-- Study text --
-=-=-=-=-

9. As far as any of us are aware, there is no strike fund in the IWW. How can the IWW consider itself a union with no form of emergency fund for IWW workers who are caught in the bad end of an organizing campaign? Your “solidarity” means nothing without this basic material necessity, and a crowdfunding campaign launched at the last minute won’t cut it. Perhaps some of the thousands of dollars which are thrown away on the Industrial Worker each year could go toward a strike fund.

10. The focus of gender equality in the organization over political ability. As a woman, there is a preference over my sex over my ability as someone with an insight into political economy and ideology, which was never taken into account at all. This often results in situations where the political ends of a proposal are never taken into account, just as long as there is “gender balance”.

“It would be better if these endless and useless adventures that are daily exhausting the working masses were all channelled, merged and organized into one great, comprehensive upsurge aimed directly at the heart of the enemy bourgeoisie.” – Amadeo Bordiga, “Seize Power or Seize the Factory?”

Lately, an idea has been floating around the union regarding the adoption of a safer-spaces policy. This concept has been trendy among the liberal social-justice crowds for a while now, so it was only a matter of time before it crawled into the IWW. It began as a petition to bring the measure forward before the larger union body, which would vote on it. Unlike most other petitions intended to become referenda on official union policy, this one was actively shared and promoted by official union social media, such as the “IWW” and Industrial Worker facebook pages. It’s currently on the ballot in the annual union elections.

One must wonder how the wobbly bully pulpit is distributing its voice. At what point is your implementing rules that you find necessary above the debate over said rules? When does the Union change from what people aim to be a democratically run union to being a democracy of the editor not unlike generic bourgeois politics? Even if the measure is passed what guarantee would placing these restrictions offer in terms of results towards violence; rather, what would they offer in terms of providing an easy mechanism for silencing dissent.

-=-=-=-=-

Data drawn from a collection:
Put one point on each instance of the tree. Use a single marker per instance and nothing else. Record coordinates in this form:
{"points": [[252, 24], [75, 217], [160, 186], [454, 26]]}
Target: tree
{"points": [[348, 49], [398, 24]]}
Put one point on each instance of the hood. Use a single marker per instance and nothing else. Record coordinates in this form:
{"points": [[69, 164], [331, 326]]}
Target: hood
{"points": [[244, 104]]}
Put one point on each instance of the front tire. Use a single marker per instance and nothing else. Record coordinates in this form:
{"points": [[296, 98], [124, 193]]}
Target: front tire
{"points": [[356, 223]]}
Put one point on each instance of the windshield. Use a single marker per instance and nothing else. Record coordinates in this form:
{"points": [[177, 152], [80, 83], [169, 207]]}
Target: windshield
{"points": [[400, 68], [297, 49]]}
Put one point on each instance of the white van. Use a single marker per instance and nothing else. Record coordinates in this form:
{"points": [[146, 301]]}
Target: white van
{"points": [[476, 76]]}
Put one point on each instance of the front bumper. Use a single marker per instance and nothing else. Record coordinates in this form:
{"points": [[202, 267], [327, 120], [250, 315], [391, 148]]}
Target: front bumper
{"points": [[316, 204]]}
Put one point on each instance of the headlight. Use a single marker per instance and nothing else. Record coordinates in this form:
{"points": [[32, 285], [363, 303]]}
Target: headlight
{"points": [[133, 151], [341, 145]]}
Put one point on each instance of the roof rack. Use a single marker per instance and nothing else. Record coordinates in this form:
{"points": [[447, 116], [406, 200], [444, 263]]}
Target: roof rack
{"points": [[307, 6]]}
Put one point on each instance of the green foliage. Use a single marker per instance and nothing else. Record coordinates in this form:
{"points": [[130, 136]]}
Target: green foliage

-=-=-=-=-

-- Work instructions --
• A. Write out the part of the text about the IWW that opens with the words containing "One must wonder" and closes with "for silencing dissent.".
• B. List every word, phrase or sentence that the text about the IWW places inside quotation marks.
Work only from the text about the IWW.

-- Solutions to the problems --
• A.
One must wonder how the wobbly bully pulpit is distributing its voice. At what point is your implementing rules that you find necessary above the debate over said rules? When does the Union change from what people aim to be a democratically run union to being a democracy of the editor not unlike generic bourgeois politics? Even if the measure is passed what guarantee would placing these restrictions offer in terms of results towards violence; rather, what would they offer in terms of providing an easy mechanism for silencing dissent.

• B.
- solidarity
- gender balance
- It would be better if these endless and useless adventures that are daily exhausting the working masses were all channelled, merged and organized into one great, comprehensive upsurge aimed directly at the heart of the enemy bourgeoisie.
- Seize Power or Seize the Factory?
- IWW